Every entry must be reproduced word for word.
(Data in this exercise begins)
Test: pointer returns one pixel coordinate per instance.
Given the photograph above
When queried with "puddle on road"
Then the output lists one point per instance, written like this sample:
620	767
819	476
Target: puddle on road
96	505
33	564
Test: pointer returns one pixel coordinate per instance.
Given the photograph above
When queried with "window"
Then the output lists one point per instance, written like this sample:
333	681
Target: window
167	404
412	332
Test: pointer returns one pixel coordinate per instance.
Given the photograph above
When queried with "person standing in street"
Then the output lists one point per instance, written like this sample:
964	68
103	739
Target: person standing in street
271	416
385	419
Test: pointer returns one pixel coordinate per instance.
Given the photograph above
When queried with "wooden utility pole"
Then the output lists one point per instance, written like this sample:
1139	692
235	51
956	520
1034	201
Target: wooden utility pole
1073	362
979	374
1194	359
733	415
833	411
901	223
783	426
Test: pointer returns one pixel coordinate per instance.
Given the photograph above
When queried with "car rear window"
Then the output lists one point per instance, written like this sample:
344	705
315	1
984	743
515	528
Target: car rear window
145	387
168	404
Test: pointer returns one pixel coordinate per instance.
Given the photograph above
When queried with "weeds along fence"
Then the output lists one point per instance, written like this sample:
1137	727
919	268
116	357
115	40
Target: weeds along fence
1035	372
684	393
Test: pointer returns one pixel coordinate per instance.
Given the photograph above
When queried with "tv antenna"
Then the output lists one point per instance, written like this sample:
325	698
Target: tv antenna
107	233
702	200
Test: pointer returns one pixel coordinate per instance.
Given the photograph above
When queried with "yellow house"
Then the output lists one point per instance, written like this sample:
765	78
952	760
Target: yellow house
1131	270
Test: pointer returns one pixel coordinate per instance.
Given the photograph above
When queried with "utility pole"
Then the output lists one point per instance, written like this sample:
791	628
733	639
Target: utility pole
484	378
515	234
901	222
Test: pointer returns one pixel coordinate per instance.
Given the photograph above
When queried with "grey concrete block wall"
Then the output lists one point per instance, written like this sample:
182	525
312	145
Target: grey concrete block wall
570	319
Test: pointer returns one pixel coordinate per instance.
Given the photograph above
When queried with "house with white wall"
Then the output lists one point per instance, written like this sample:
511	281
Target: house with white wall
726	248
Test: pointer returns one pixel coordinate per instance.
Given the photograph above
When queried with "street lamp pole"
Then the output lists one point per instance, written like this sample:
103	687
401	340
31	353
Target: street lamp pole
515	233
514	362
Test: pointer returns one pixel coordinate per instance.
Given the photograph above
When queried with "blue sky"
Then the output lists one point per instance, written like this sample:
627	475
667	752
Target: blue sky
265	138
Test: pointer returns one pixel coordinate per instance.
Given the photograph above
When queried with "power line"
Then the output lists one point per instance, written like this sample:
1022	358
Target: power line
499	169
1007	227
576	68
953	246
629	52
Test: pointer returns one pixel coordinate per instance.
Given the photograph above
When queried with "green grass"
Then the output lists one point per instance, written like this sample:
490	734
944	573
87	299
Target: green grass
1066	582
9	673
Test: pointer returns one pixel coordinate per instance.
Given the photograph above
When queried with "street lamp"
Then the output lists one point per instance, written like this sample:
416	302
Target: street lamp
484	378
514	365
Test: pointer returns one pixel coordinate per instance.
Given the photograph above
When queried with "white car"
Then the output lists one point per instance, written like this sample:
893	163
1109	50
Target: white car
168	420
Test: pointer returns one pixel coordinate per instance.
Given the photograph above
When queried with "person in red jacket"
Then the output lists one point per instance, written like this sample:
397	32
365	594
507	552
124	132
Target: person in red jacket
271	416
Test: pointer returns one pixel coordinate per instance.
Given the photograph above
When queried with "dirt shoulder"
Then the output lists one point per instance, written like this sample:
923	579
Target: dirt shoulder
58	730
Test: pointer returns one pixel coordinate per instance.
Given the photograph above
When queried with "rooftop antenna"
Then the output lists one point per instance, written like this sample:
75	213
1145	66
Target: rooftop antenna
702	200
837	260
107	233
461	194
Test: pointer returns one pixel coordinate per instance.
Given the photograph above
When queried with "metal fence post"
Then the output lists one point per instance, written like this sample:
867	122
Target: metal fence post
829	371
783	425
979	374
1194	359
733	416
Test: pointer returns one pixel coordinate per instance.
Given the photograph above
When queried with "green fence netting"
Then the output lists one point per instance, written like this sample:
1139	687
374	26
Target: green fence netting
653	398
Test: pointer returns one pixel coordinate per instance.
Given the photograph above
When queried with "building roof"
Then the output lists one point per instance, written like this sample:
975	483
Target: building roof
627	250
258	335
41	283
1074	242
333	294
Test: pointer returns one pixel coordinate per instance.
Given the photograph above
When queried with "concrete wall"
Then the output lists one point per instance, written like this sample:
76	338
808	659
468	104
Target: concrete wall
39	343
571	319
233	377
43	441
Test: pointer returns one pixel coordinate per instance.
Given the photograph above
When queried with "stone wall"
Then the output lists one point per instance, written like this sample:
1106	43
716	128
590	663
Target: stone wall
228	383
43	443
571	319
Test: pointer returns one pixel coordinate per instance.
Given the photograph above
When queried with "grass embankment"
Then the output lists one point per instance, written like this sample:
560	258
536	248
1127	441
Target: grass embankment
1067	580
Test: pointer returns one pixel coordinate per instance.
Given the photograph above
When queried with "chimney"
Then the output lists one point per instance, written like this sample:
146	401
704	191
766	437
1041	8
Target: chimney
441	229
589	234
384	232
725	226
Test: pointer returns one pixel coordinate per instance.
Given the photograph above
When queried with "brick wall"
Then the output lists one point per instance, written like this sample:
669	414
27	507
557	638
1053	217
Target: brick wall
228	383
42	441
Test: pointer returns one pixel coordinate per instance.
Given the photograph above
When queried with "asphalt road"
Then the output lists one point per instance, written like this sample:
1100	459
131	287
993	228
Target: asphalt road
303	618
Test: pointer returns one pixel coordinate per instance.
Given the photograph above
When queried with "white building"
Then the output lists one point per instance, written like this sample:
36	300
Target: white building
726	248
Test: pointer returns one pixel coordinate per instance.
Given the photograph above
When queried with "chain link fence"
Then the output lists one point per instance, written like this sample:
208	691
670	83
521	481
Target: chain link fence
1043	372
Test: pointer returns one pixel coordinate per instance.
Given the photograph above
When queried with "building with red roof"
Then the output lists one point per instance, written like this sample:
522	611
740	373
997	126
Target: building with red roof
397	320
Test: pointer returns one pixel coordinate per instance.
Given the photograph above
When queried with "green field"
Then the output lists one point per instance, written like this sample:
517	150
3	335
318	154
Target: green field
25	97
(Data in this exercise ends)
# Solved problem
Test: pointer returns one pixel coordinate per instance.
Given the photograph above
When queried with "puddle on road"
Then the output lists one point per instance, written like this sample:
620	767
819	476
Target: puddle on road
96	505
33	564
Test: pointer returns one pixel coordinate per instance.
Given the photograph above
When queried with "window"
Then the output lists one point per instance, written like this sample:
333	681
Target: window
167	404
412	332
Test: pointer returns one pixel coordinate per instance.
Given the photograph above
When queried with "person standing in street"
Then the output lists one point per instance, written like this sample:
964	68
103	739
Target: person standing in street
271	416
385	419
Test: pointer returns one pixel coordinate per instance.
Given the photograph above
When queried with "wooden utility pole"
Then the output lists one point per instance, written like this sample:
1139	692
235	51
956	520
1034	201
Target: wooden utility pole
1073	362
979	374
1194	359
733	415
833	411
901	223
783	426
Test: pointer returns one pixel coordinate per instance.
Given the photograph above
When queried with "car rear window"
Then the output lists one point per instance, written like this sample:
344	705
315	1
984	743
515	528
Target: car rear window
145	387
168	404
Test: pointer returns one pixel coordinate per instance.
Given the photograph above
When queried with "weeds along fence"
Then the output lists one point per instance, written like this sample:
1137	727
919	268
116	357
115	40
Target: weeds along fence
1035	372
684	393
Test: pointer returns one pixel coordinate per instance.
Given the photograph above
When queried with "tv antenna"
Then the output lists one point per instance, written like this sample:
325	698
Target: tv antenna
107	233
702	200
Test: pointer returns one pixel coordinate per instance.
Given the photograph above
When queried with "yellow house"
Then the output lists one point per instance, written like this sample:
765	78
952	760
Target: yellow house
1131	270
Test: pointer returns one pixel coordinate per instance.
Given the photograph above
When queried with "utility pole"
Then the output lists one point per instance, written like this sample:
791	628
733	639
Target: utility pole
484	378
515	234
901	222
Test: pointer returns one pixel coordinate per instance.
Given the photograph above
When queried with "grey concrete block wall"
Then the output lists one point per instance, written like this sample:
182	525
312	145
Target: grey concrete block wall
570	319
Test: pointer returns one pixel coordinate per instance.
Given the photograph above
When queried with "house with white wall"
Then the output lists one point per instance, written like this sample:
511	281
Target: house with white wall
726	248
Test: pointer returns one pixel coordinate per instance.
Given the photograph above
When queried with "street lamp pole"
Then the output lists one point per instance, written like this sample:
103	687
401	340
31	353
Target: street lamp pole
515	233
514	362
Test: pointer returns one pixel coordinate per instance.
Given the photograph above
When queried with "blue sky"
Then the output lists one point per instance, written like this sample:
627	475
667	752
Target: blue sky
265	138
Test: pointer returns one pixel coordinate per instance.
Given the photograph above
When queried with "power line"
Then the output lists one point per instance, written like this sample:
1022	358
Target: power line
499	169
1007	227
576	68
953	246
629	52
Test: pointer returns one pixel coordinate per instance.
Given the photograph above
When queried with "green grass"
Then the output lists one point per instance, written like this sample:
490	734
944	573
87	299
Target: green grass
1066	582
9	673
Test: pointer returns one pixel coordinate per instance.
Given the photograph above
When queried with "street lamp"
Then the output lists one point per instance, written like this sample:
416	302
Target: street lamp
484	378
514	365
Test: pointer returns one pixel coordinate per instance.
Given the photograph above
When queried with "white car"
Then the output lists one point per instance, written like this sample:
893	163
1109	50
Target: white car
168	420
Test: pointer returns one pixel coordinate per instance.
Given the photograph above
When queried with "person in red jacket"
Then the output lists one point per instance, written like this sample:
397	32
365	594
507	552
124	132
Target: person in red jacket
271	416
Test: pointer returns one pixel coordinate per instance.
Given the photograph above
When queried with "dirt shoulder"
Then the output lists one point per instance, written like this sample:
923	579
Target: dirt shoulder
58	730
Test: pointer returns one pixel coordinate per instance.
Given the photograph above
When queried with "rooftop antenna"
Then the output lists one point per instance, written like this sample:
75	213
1145	66
Target: rooftop antenna
702	200
837	260
107	233
461	194
Test: pointer returns one pixel coordinate per instance.
Given the photograph above
When queried with "metal fence post"
Then the output lists one point per instance, written like this sample:
867	122
Target: metal fence post
829	371
783	425
979	374
1194	359
733	416
Test: pointer returns one pixel coordinate per instance.
Given the photograph above
When queried with "green fence netting"
Then the output lists one point per instance, written like this sample:
1139	687
374	26
Target: green fence netting
653	398
Test: pointer returns one pixel coordinate per instance.
Given the photograph above
When queried with "building roof"
Then the output lists one point per instance, written like this sample:
975	483
Target: building roof
627	250
258	335
41	283
1074	242
333	294
Test: pointer returns one pixel coordinate per instance.
Given the photograph above
When queried with "concrete wall"
Then the output lists one point per instance, written like this sample:
76	338
808	659
468	104
Target: concrete wall
39	343
571	319
233	377
43	441
Test: pointer returns one pixel coordinate per instance.
Given the photograph above
When queried with "stone wall"
Then the output lists one point per instance, written like this sample:
1106	43
716	128
590	663
Target: stone wall
228	383
43	443
571	319
Test: pointer returns one pixel coordinate per instance.
Given the photograph above
When queried with "grass embankment"
Then the output lists one point per instance, written like this sample:
560	258
536	248
1127	441
Target: grass embankment
1067	580
Test: pointer returns one pixel coordinate per instance.
Given the photograph above
When queried with "chimney"
Then the output lists one point per instance, written like this sample:
146	401
704	191
766	437
1041	8
Target: chimney
441	229
589	234
384	232
725	226
Test: pointer returns one pixel coordinate per instance.
Given the photograph above
When queried with "brick wall"
Then the output lists one point per instance, written like this sample:
669	414
27	507
557	638
1053	217
Target: brick wall
228	383
42	441
Test: pointer returns one pixel coordinate per instance.
Given the photograph above
When queried with "asphalt road"
Then the output lists one point per instance, written like this sample:
1100	459
131	287
993	228
Target: asphalt road
303	618
Test: pointer returns one pixel coordinate per instance.
Given the photograph above
When queried with "white building"
Then the output lists one point per instance, written like this sample:
36	300
Target: white building
726	248
Test: pointer returns one pixel coordinate per instance.
Given the photograph above
When queried with "chain link fence"
Then the output lists one point per instance, written like this sample:
208	691
670	83
521	481
Target: chain link fence
1043	372
Test: pointer returns one pixel coordinate per instance.
Given the photograph above
When queried with "building with red roof"
Then the output lists one point per instance, written like this sample:
522	611
740	373
997	126
Target: building with red roof
397	320
Test: pointer returns one pixel coordinate per instance.
Given the photograph above
When queried with "green field"
Then the output lists one point per instance, written like this sample:
517	150
3	335
318	154
Target: green field
25	97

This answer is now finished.